* [Description of the task] Provide only the number of lines in the data below that contain the word "draw".

****************

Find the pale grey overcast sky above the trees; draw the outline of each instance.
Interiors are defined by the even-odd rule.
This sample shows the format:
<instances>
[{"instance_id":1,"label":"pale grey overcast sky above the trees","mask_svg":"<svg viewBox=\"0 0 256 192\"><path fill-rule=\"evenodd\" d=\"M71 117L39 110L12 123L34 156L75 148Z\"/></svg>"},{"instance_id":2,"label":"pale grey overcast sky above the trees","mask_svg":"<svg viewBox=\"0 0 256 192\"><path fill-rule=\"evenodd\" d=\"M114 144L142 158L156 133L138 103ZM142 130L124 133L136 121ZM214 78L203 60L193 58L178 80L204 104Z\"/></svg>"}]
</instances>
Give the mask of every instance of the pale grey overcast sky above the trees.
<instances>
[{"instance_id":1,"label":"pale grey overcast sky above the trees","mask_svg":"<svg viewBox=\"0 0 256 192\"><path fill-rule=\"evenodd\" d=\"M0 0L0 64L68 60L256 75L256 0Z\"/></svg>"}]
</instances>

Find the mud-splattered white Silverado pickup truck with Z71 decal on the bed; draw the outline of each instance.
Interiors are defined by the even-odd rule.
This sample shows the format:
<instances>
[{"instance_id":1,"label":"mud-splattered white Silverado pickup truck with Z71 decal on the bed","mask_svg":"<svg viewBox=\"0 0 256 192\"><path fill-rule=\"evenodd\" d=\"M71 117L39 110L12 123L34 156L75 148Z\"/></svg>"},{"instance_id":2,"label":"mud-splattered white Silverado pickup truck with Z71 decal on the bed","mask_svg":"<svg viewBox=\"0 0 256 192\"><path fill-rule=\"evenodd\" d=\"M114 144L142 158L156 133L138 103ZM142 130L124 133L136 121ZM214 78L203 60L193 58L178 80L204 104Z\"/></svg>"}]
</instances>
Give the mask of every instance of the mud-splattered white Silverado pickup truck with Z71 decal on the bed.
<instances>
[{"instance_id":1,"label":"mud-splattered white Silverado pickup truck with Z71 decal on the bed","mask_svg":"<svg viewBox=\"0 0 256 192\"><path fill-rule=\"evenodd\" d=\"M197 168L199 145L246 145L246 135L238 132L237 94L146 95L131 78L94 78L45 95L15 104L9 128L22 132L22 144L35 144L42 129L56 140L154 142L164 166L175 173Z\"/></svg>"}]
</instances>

****************

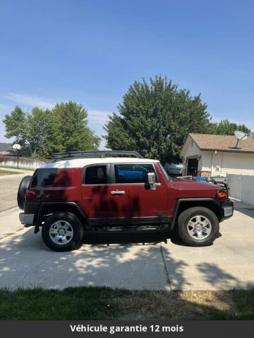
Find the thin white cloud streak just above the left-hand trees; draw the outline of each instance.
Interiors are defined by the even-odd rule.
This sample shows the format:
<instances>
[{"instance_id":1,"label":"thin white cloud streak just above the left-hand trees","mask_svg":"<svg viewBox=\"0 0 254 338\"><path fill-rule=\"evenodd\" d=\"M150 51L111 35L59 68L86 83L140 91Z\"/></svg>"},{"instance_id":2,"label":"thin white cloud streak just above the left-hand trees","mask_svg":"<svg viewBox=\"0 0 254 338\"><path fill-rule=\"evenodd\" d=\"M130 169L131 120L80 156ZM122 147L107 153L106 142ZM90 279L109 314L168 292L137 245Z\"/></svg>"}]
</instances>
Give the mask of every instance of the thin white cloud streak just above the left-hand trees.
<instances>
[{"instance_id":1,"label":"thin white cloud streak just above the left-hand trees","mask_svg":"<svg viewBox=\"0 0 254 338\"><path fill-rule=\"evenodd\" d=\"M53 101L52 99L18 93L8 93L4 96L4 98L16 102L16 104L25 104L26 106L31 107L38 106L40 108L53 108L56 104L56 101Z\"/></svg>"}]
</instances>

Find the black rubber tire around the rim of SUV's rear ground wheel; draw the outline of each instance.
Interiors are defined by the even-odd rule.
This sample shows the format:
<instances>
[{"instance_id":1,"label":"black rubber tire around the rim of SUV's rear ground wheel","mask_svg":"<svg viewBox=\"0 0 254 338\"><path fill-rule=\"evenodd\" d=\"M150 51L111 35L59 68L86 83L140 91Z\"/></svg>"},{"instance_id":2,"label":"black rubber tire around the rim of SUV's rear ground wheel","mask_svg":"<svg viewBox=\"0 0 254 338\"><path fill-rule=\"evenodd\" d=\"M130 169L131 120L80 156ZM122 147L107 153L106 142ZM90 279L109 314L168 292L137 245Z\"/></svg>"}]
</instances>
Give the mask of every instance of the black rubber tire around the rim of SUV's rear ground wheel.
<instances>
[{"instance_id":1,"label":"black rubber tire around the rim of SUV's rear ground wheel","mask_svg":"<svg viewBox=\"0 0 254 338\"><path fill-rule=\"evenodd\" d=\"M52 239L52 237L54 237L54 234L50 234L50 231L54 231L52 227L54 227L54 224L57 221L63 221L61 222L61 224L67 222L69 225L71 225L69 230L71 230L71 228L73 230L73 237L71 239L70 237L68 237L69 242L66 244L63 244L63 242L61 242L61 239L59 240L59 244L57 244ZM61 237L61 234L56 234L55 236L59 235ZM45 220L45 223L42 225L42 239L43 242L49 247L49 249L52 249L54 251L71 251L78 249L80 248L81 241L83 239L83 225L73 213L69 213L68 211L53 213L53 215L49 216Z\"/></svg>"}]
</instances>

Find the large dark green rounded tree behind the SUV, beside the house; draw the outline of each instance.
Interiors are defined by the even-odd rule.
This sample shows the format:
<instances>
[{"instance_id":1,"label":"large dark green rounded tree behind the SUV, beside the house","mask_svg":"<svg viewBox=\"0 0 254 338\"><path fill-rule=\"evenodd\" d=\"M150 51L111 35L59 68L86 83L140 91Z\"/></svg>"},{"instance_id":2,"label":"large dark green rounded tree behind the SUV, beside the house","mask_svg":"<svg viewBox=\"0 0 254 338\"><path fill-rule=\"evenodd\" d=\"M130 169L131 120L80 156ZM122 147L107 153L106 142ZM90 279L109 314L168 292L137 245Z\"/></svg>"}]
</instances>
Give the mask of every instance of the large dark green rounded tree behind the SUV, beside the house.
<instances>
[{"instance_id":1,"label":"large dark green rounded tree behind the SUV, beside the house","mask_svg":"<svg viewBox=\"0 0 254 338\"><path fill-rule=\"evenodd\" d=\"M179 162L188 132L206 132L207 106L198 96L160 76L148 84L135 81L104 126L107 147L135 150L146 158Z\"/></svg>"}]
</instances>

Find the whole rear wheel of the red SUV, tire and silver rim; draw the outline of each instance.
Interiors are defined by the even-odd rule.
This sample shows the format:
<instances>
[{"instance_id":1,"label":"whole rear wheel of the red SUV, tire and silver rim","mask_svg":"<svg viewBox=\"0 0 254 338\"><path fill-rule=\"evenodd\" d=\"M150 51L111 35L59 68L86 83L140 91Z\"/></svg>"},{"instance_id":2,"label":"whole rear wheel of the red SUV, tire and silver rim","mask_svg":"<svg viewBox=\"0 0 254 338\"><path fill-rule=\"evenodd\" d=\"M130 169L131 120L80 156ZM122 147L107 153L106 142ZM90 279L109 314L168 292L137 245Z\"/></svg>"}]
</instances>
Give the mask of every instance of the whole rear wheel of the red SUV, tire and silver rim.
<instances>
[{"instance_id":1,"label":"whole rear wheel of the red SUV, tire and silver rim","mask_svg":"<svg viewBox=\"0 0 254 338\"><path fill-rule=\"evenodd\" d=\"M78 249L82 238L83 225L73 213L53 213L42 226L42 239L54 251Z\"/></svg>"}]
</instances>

****************

* [Exercise response] 6